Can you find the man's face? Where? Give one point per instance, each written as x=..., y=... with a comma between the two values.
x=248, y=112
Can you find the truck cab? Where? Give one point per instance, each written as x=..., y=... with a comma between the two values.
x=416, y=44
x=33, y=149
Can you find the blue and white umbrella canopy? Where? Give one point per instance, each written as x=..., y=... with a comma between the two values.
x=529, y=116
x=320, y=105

* * *

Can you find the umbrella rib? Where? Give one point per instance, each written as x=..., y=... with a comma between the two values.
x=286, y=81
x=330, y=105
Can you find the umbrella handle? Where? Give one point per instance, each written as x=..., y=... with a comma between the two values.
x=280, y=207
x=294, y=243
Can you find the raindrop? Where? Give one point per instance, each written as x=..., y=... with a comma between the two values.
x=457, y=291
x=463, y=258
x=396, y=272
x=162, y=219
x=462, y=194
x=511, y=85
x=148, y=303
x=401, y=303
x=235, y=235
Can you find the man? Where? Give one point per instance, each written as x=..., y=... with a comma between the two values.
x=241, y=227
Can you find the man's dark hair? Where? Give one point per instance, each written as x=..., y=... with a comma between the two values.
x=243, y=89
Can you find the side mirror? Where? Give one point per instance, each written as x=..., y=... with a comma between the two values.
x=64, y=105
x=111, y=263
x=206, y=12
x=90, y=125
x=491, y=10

...

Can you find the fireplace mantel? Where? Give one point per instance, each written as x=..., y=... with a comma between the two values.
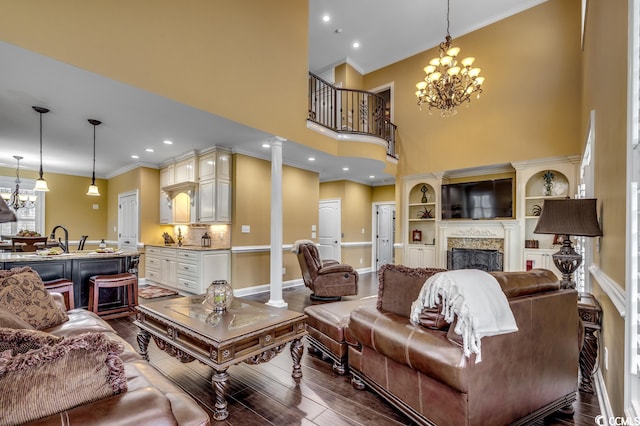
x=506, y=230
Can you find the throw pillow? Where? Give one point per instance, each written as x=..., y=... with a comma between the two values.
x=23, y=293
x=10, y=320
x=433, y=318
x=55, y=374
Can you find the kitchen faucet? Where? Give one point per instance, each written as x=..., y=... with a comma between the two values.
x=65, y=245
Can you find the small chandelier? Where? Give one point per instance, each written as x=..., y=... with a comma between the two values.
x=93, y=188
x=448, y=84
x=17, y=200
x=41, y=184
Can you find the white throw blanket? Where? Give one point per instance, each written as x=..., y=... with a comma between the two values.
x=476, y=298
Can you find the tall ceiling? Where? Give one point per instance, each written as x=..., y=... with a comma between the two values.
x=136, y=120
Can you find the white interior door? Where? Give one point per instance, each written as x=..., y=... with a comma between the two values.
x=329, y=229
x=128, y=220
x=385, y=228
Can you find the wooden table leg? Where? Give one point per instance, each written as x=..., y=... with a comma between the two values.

Task prompt. Express the entries above as a two-column CSV with the columns entry_text and entry_answer, one row per entry, putting each value in a single quoted field and replacing line breaks with spaces. Begin at the line that contains "Can you find the truck" and stop after the line that contains "x=33, y=149".

Response for this exercise.
entry_text,entry_answer
"Can you find the truck cab? Where? Give one point per instance, each written as x=..., y=... with a comma between the two values.","x=416, y=44 x=33, y=149"